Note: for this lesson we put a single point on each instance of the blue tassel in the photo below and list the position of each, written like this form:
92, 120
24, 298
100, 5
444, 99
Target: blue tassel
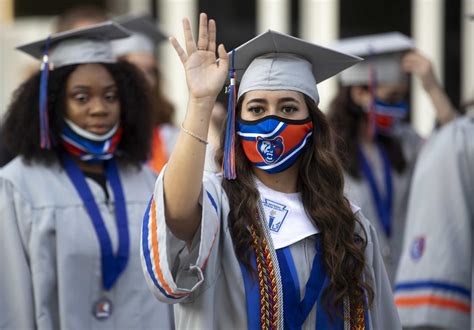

____________________

> **What you have to do**
Copy out the listing above word for word, leaving out the picture.

> **Task response**
Note: for this lesson we put a single point on each instance of the blue tassel in the photo below and list the position of each, written like this form:
92, 120
24, 298
100, 5
444, 99
Target: blue tassel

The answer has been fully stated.